» **Problem to solve**: Extend the article on measuring mousepad friction, picking up right after its final sentence.

» **Source**:
/---

This force can be described mathematically as: Ffriction=μ⋅N
Where N is the normal force resulting from the object's weight (in this case, the weight of the mouse and the user's hand/forearm pushing down on top of the mouse) and μ is the coefficient of friction. This formula implies a linear correlation between μ and N. Thus, as more force is applied to the mouse (as N increases), the frictional force, Ffriction, rises linearly.
For mousepad users, the friction coefficient, μ, is the most important part of the equation, as this value quantifies the amount of resistance encountered by one specific combination of mousepad surface and mouse skates. Low values of μ will indicate low friction and high values result in high friction.
The are two main types of friction coefficients:
- Static Friction Coefficient (μS): The threshold of force needed to get the mouse moving from a dead stop. This is typically the highest friction value you’ll encounter, it defines the resistance felt at the very start of a movement. A lower μS means a less resistive start, whereas a higher μS provides more starting resistance.
- Kinetic Friction Coefficient (μK): The friction during steady mouse movement. This defines how resistant the glide feels once the mouse is in motion. A low μK produces a fast, effortless glide, whereas a higher μK means you feel more resistance while the mouse is moving.
During our research, we also introduced a third metric that differs from conventional tribological terms:
- Weighted Kinetic Friction (μK-W): The same as kinetic friction but measured under higher mouse pressure (simulating when a player presses down harder, for example when trying to stop the mouse).
This trio of friction coefficients gives a comprehensive picture of a mousepad’s glide behaviour: static friction determines the start-up resistance, kinetic friction defines the resistance of sustained motion, and weighted kinetic friction indicates how the kinetic friction increases as more pressure is applied to the mouse.

4. The Challenge of Measuring Friction Accurately
Not only is the relationship between a surface’s microtopography and its friction profile complex, but so is the science of measuring friction itself. Many factors can affect friction measurements. For example, important variables include:
- Surface texture: the etched glass surface finish or texture being tested.
- Skate material: the mouse skate material and its surface condition.
- Test speed: the sliding speed during testing.
- Number of skates: the number of mouse skates used on the mouse.
- Skate arrangement: the pattern/placement of skates on the mouse.
- Skate wear: the wear state of the skates (new vs. worn-in vs. worn-out).
- Distance of movement: the length of the testing distance (how far the mouse is moved during a test).
- Path geometry: the path of movement (whether the mouse is moved in a straight line or along a curved path, such as circles).
- Environment: temperature and humidity.
- Normal load: the downward pressure on the mouse.
All of the above factors affect friction measurements, so it is quite difficult to ensure that friction testing is consistent and that tests are comparable. Our goal was to control all of these variables except for the one being tested (such as the pad’s surface or the skate material). Even something as simple as the amount of use on a set of skates can significantly alter friction – enough to ruin the scientific integrity of an experiment.

\---

» **Data shown**:
/---

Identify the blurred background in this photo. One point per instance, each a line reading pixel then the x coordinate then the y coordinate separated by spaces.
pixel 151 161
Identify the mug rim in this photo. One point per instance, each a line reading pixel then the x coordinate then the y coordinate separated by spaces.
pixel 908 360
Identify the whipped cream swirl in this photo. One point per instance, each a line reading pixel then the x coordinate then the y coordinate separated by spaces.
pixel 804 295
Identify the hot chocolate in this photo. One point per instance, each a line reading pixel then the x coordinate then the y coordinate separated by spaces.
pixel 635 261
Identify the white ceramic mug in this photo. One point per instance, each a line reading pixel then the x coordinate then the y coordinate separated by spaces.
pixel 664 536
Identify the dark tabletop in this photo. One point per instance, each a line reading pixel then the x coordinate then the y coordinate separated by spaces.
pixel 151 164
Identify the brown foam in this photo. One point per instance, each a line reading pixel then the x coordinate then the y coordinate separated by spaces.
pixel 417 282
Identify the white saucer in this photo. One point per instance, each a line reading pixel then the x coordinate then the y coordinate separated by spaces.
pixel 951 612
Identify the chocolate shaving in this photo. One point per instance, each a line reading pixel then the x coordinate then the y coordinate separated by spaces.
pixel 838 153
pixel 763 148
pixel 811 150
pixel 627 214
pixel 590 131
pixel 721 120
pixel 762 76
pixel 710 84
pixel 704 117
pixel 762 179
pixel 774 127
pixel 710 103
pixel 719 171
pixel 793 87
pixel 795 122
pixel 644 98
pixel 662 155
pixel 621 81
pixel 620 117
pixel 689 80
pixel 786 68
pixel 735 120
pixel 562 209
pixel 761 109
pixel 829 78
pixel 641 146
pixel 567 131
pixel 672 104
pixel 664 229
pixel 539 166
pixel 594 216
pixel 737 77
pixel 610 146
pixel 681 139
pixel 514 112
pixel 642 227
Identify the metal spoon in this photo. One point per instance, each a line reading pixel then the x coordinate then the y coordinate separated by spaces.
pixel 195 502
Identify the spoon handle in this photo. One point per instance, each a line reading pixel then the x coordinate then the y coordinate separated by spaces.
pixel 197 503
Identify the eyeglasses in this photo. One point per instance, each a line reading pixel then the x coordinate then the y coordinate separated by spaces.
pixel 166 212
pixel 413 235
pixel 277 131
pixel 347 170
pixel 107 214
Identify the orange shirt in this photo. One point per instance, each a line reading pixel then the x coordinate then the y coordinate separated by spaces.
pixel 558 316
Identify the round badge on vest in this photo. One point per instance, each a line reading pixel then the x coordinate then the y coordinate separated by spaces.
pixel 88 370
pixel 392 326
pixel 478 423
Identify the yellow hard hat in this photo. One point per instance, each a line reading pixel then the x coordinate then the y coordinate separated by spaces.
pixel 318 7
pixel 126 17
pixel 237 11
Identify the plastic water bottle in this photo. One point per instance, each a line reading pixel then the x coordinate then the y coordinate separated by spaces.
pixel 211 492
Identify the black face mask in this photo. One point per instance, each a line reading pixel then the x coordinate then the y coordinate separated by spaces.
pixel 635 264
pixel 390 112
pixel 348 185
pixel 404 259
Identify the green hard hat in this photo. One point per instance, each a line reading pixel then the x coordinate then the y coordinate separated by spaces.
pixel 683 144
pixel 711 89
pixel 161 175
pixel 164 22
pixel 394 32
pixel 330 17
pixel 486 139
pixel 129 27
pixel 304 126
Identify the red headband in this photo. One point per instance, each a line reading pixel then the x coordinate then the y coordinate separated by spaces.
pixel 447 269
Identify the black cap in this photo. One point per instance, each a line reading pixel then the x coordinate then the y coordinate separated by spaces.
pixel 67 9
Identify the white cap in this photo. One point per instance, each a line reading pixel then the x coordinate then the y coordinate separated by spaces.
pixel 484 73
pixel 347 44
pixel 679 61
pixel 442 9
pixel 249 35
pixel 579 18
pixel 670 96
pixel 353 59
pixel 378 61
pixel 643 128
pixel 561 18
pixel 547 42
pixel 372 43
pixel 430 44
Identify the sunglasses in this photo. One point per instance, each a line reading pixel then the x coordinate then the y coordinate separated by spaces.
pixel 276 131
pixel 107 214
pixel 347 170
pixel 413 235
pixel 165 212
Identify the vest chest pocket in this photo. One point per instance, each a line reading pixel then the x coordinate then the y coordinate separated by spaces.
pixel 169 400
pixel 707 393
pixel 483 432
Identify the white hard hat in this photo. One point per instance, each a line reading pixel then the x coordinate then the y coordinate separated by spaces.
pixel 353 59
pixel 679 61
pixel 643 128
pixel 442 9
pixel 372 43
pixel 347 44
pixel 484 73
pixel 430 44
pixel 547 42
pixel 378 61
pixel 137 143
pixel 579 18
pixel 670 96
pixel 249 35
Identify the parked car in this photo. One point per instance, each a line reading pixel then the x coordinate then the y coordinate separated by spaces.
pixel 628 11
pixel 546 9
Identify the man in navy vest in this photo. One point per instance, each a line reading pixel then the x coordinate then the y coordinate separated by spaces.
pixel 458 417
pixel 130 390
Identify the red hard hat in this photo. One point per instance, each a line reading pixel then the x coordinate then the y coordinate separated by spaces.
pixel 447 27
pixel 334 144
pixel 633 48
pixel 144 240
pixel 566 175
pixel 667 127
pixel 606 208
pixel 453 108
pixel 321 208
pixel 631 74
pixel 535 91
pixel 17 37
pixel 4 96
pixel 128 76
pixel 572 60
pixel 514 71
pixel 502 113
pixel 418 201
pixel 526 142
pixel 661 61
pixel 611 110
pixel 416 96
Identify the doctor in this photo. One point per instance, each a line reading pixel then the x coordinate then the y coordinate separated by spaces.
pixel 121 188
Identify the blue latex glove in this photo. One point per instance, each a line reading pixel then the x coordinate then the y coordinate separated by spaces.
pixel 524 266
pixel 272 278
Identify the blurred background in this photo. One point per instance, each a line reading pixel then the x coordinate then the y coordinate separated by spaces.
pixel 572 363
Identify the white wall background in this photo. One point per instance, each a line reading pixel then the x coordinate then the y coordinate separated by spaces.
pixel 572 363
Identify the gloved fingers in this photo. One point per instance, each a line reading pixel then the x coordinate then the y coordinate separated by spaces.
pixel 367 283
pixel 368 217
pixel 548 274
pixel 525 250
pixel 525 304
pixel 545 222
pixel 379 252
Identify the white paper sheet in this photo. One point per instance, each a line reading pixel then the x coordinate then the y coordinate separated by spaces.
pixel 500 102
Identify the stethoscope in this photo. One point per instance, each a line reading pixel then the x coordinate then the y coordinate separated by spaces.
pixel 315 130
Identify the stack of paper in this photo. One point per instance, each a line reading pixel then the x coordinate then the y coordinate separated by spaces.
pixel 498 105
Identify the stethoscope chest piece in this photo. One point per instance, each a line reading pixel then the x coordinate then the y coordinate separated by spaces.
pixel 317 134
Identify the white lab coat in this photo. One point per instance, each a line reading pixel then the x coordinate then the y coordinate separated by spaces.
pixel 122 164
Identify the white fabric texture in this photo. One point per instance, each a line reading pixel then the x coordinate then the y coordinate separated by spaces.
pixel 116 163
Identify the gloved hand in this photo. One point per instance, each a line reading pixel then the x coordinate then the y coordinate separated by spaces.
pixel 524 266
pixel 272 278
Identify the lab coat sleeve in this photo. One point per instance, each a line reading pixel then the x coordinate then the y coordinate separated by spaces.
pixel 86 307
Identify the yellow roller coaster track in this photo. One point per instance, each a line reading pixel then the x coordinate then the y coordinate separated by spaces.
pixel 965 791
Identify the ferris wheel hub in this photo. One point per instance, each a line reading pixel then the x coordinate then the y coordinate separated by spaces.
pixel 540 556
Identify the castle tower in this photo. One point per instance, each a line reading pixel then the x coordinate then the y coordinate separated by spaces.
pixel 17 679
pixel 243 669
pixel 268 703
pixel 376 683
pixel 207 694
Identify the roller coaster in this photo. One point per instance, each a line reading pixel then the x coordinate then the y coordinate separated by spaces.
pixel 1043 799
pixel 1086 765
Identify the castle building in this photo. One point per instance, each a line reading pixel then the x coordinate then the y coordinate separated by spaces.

\---

» **Task response**:
Although standard friction testing machines exist, none of them met our requirements for testing mousepads and mouse skates. Furthermore, most friction testing equipment is built to ISO or ASTM standards meant for testing plastics and films, not glass. These issues led us to develop Wallhack’s own proprietary friction-testing machine and methodology. This ensured reliable friction measurements throughout the development of the 005 series pads.

5. Applying the Research: Engineering of VA-005 & CR-005
With this extensive research into the science behind etched mousepad surfaces for glass, specific surfaces could be developed. This resulted in two new surfaces for Wallhack’s 5th generation of glass mousepads, the VA-005 and the CR-005.
These surfaces each take a completely different approach to the micro topography of the surface, in order to create two distinct friction profiles and glide experiences.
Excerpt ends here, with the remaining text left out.